* Start *

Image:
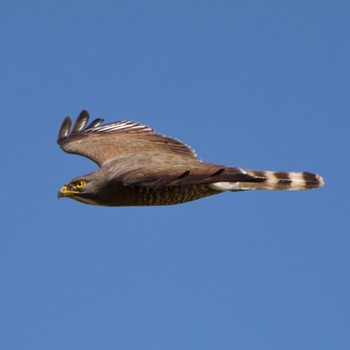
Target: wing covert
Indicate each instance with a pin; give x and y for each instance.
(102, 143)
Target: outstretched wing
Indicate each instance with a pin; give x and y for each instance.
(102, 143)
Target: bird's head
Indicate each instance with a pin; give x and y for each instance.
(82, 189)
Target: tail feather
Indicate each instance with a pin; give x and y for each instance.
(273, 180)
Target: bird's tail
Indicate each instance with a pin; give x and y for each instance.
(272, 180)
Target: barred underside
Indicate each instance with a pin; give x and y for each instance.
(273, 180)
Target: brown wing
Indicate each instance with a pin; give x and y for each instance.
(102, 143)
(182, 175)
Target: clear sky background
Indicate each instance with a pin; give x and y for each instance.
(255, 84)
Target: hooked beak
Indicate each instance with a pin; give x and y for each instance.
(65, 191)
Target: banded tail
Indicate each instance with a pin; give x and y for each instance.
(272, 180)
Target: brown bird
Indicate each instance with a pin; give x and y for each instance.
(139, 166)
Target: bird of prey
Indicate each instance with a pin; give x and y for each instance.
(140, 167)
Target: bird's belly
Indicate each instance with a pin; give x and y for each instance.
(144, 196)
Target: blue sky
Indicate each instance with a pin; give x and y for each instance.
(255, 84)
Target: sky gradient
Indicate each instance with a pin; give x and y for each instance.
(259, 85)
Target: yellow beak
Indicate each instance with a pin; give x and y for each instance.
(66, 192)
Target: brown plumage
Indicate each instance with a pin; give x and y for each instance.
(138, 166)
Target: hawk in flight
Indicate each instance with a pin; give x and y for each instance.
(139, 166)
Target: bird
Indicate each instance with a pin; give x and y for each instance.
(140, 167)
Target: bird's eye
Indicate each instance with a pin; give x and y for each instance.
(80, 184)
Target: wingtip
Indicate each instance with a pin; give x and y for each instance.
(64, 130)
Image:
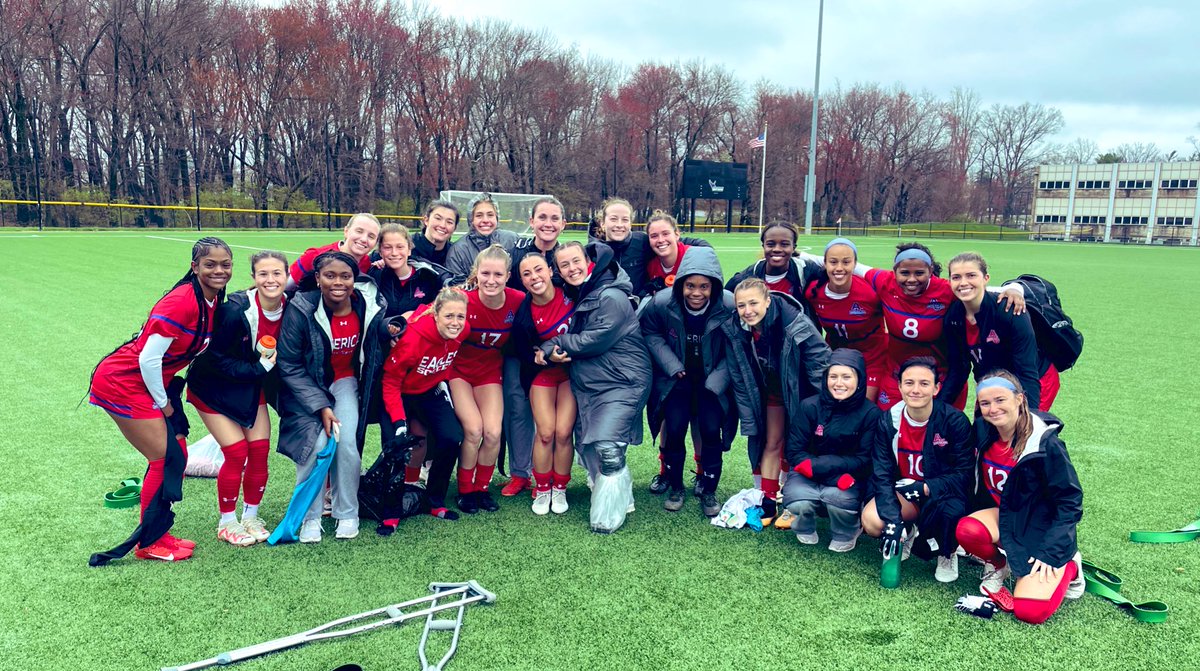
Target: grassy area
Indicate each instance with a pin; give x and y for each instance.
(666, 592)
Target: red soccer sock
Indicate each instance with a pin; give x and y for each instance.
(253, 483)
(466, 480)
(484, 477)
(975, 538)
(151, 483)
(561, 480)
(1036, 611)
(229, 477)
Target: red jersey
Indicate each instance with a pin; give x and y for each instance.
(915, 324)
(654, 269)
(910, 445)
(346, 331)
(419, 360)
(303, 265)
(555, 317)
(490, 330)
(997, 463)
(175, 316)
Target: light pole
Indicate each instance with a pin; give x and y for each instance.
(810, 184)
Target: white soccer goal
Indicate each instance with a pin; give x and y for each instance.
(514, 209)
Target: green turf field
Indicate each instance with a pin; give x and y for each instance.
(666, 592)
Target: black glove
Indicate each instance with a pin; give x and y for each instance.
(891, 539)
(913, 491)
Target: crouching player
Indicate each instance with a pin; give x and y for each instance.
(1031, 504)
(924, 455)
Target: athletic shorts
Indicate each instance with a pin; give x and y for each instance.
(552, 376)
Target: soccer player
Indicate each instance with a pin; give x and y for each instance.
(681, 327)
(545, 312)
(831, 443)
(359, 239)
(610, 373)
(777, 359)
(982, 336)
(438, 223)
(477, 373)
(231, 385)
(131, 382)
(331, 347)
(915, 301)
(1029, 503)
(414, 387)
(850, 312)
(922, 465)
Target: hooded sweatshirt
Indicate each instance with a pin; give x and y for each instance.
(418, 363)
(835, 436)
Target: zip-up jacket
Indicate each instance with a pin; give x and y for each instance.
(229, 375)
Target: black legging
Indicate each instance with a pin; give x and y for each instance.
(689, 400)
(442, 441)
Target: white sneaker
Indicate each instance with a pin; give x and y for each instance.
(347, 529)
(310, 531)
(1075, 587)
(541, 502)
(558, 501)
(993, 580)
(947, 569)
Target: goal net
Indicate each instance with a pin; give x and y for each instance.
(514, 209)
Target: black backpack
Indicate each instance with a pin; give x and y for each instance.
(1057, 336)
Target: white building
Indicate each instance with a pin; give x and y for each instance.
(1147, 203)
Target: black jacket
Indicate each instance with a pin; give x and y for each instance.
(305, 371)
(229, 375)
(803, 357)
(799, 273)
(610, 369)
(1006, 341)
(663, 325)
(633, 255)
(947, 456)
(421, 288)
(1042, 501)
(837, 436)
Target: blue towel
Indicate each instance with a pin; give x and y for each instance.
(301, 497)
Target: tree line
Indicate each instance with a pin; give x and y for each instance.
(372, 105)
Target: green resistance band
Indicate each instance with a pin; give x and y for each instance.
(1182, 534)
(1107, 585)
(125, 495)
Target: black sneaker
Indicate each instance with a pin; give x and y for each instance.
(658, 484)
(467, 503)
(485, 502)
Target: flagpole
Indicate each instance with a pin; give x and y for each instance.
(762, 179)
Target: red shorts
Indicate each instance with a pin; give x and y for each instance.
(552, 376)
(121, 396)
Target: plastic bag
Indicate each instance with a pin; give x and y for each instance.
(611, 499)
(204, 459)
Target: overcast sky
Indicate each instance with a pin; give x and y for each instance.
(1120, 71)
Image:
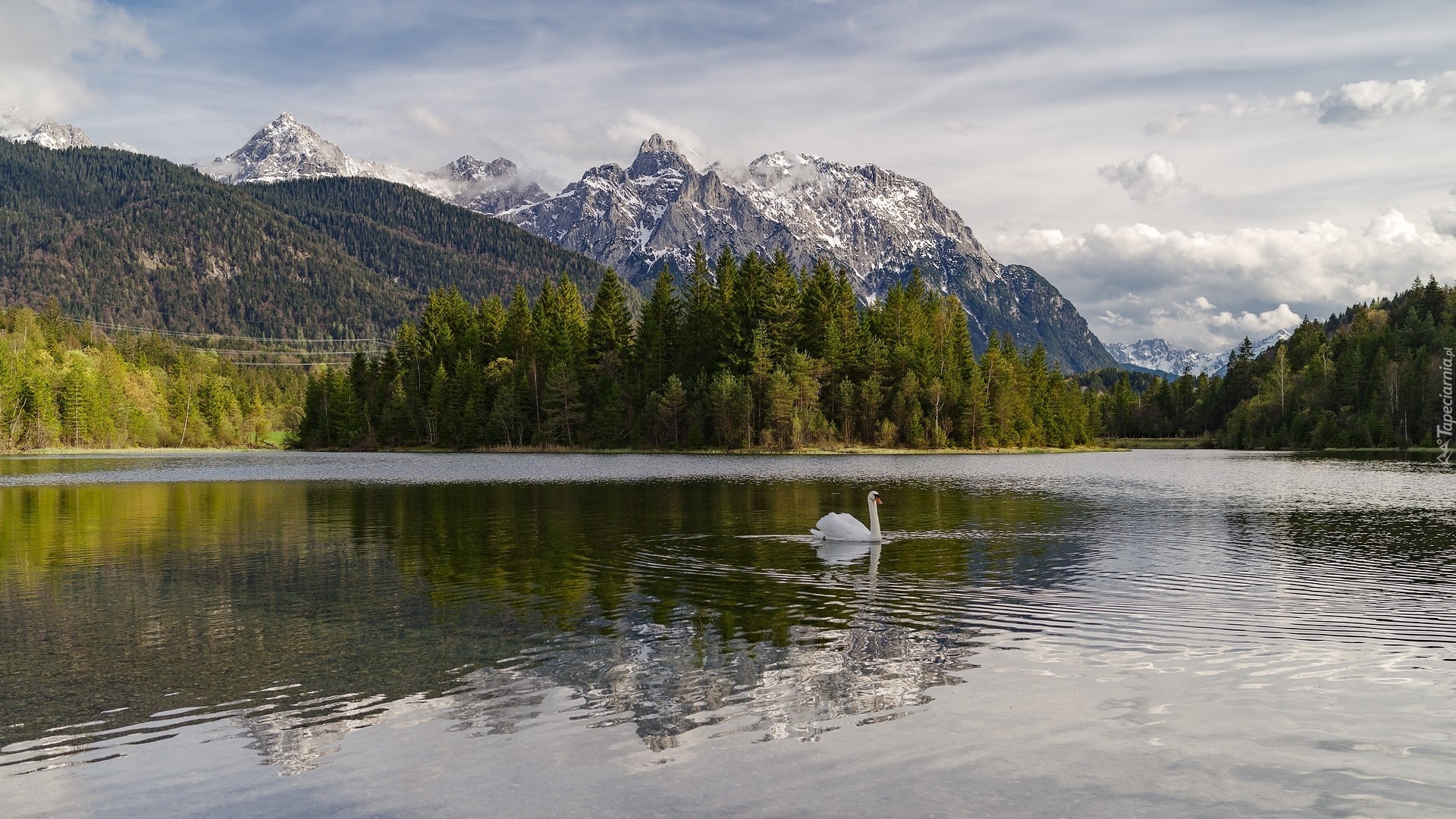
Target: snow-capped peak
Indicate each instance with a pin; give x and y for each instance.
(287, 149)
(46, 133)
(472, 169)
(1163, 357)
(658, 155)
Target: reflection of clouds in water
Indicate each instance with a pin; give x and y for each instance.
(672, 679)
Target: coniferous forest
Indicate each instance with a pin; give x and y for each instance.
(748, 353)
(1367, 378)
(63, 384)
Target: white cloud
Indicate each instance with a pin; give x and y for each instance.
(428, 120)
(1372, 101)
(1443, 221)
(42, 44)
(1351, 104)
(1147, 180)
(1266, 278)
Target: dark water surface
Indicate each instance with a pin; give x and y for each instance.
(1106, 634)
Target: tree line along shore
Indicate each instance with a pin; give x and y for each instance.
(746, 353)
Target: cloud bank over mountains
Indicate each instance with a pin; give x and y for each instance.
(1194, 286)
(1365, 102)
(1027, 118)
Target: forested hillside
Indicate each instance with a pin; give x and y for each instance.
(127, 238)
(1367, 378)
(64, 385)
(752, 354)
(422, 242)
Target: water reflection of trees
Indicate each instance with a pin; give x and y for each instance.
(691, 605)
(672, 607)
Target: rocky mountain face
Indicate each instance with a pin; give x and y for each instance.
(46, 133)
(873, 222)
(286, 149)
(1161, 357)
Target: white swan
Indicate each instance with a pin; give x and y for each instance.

* End *

Print the whole listing above once more, word for word, without its pictures.

→ Finished answer:
Image:
Target: wing covert
Indicate each instance with a pin; give x and y for each instance.
(102, 143)
Target: outstretched wing
Indicate each instance with a pin; give x and y for each instance.
(102, 143)
Target: bird's head
Indicate each instance with a pin; give x and y for each instance.
(82, 189)
Target: tail feather
Indicate each instance with a pin; give x and y for each instance.
(273, 180)
Target: bird's tail
Indicate each instance with a pin; give x and y for each instance.
(272, 180)
Target: barred underside
Indicate each instance with a pin; give x and y for each instance.
(273, 180)
Target: brown wing
Indicate each instance with a pin; give x and y for each instance.
(102, 143)
(182, 175)
Target: clear sky background
Indicate each instance with a pin; give x and y for each instance.
(255, 84)
Target: hooked beak
Indicate each instance with a pin; give x and y for each instance.
(65, 191)
Target: banded tail
Indicate each instance with a pin; give x and y for each instance.
(272, 180)
Target: brown bird
Indicate each instance with a pin; give x and y for each instance.
(139, 166)
Target: bird of prey
Indicate each instance with a pin; give x and y for each instance.
(140, 167)
Target: bird's belly
Indicate each instance with a pin; give x and y for each instance.
(144, 196)
Target: blue sky
Indicate each instance with a pin; give x and y for each instance.
(255, 84)
Target: sky gradient
Indicate each instance with a pin; give x and y for each instance.
(259, 85)
Target: yellow beak
Indicate each instance with a pin; give x and y for each instance.
(66, 192)
Target: brown plumage
Indicate each instance with a pin; give x and y for each instance.
(138, 166)
Target: hawk in flight
Indicate each instance with a pin; give x and y for each instance.
(139, 166)
Target: bird
Indicate each instance with a pin; give x and y for each instance.
(140, 167)
Target: bird's eye
Indicate each instance with a pin; give x and y for each instance.
(80, 184)
Target: wingtip
Indicate each instance with a pin; give x and y for each instance.
(64, 130)
Image:
Target: grassy area
Indicate each instance with a pin; give x and y for each instance.
(666, 592)
Target: red soccer sock
Indicate each instance with a pin; give x and y for each instance.
(253, 483)
(466, 480)
(484, 477)
(975, 538)
(151, 483)
(561, 480)
(1036, 611)
(229, 477)
Target: red jersey
Indicate each instance with a pin; give x and y for each instance.
(915, 324)
(654, 269)
(910, 445)
(346, 331)
(419, 360)
(303, 265)
(555, 317)
(490, 330)
(997, 463)
(175, 316)
Target: light pole
Indicate each instance with a pin; give x and y for each instance.
(810, 184)
Target: white soccer goal
Indicate each instance with a pin; give x and y for each instance.
(514, 209)
Target: green turf field
Indicate each instance with a pin; give x and y for each instance.
(666, 592)
Target: black glove
Indicate each instance with a pin; give x and y for each instance.
(891, 539)
(913, 491)
Target: crouching player
Indicate each instance with a pin; give x and y for each instance.
(1031, 504)
(924, 455)
Target: athletic shorts
Indicate each instance with a pin; give x and y for each instance.
(552, 376)
Target: soccer player
Indicate each instance with a pin; give x and y for each instance.
(681, 327)
(545, 312)
(831, 443)
(359, 239)
(610, 373)
(777, 359)
(982, 336)
(438, 223)
(477, 373)
(231, 385)
(131, 382)
(331, 347)
(915, 301)
(1029, 503)
(414, 387)
(850, 312)
(922, 465)
Target: hooded sweatshirt
Indicate each instance with a pin; give x and y for each instance.
(418, 363)
(835, 436)
Target: zip-up jacket
Indicate each instance with a pin; give x and y for each instance.
(229, 375)
Target: black legging
Indicate each instance with a pin; give x and y for each instance.
(689, 400)
(442, 441)
Target: white sneaker
Indicate each instance with a pin; give x and y for each instance.
(347, 529)
(310, 531)
(1075, 587)
(541, 502)
(558, 501)
(993, 580)
(947, 569)
Target: goal net
Indicate each instance with a pin; give x and y for each instance.
(514, 209)
Target: black backpack
Indicate each instance with a pin; give x and y for each instance.
(1057, 336)
Target: white building
Indicate each instance with a pin; give x and y for each instance.
(1147, 203)
Target: black jacket
Indicate each instance with a pin; give x and y for each instance.
(305, 371)
(229, 375)
(803, 357)
(799, 273)
(610, 369)
(1006, 341)
(663, 325)
(633, 255)
(947, 456)
(421, 288)
(1042, 501)
(837, 436)
Target: blue towel
Indicate each instance with a pin; give x and y for each instance.
(301, 497)
Target: tree line
Indicate each instance with a pin; give x and y for each instance.
(372, 105)
Target: green resistance band
Indicate each instance with a pin; give x and y for each instance.
(1182, 534)
(1107, 585)
(125, 495)
Target: black sneaker
Indicate each instance with a pin; give x and y for each instance.
(658, 484)
(467, 503)
(485, 502)
Target: flagpole
Indicate each instance with a pin; give x and y for each instance.
(762, 179)
Target: red shorts
Indicate each instance with a pin; give x and y for each instance.
(552, 376)
(121, 396)
Target: plastic bag
Indicate each instance with a pin; give x and y for each instance.
(611, 499)
(204, 459)
Target: overcast sky
Indicate each instance with a pin; give x and y for each instance.
(1120, 71)
Image:
Target: snow-capped peak
Indicate each instance with a pin; give x and y for each instance.
(287, 149)
(46, 133)
(472, 169)
(1163, 357)
(658, 155)
Target: reflection of clouds in water
Indicate each instance with a pin; give x and y for each instance.
(672, 679)
Target: coniferous forest
Indicate each instance with a pin; give x and y for each instance.
(748, 353)
(1367, 378)
(63, 384)
Target: white cloud
Indicate each instance with a pin; give x and y for each instance.
(428, 120)
(1372, 101)
(1443, 221)
(42, 44)
(1351, 104)
(1147, 180)
(1266, 278)
Target: dark water surface
Indicate each instance with a pin; give x and y for each instance.
(1106, 634)
Target: tree line along shore
Indicate each instance with a pin; give x and y for each instance.
(746, 353)
Target: cloud bank over mountains
Indicate each instance with a pin; give x and y for each instance.
(1194, 286)
(1365, 102)
(1027, 118)
Target: forested hillside
Indicate each instance with a pin; give x and y for each instance.
(127, 238)
(1367, 378)
(64, 385)
(752, 354)
(422, 242)
Target: water reflection of trees
Indicate each instance with a pin; give x and y for each instance.
(691, 605)
(672, 607)
Target: rocky mountain face
Indicate each instance with a pin; give x and y for each instance.
(46, 133)
(873, 222)
(286, 149)
(1161, 357)
Target: white swan
Indicate each instance with a pin; give x and y for each instance.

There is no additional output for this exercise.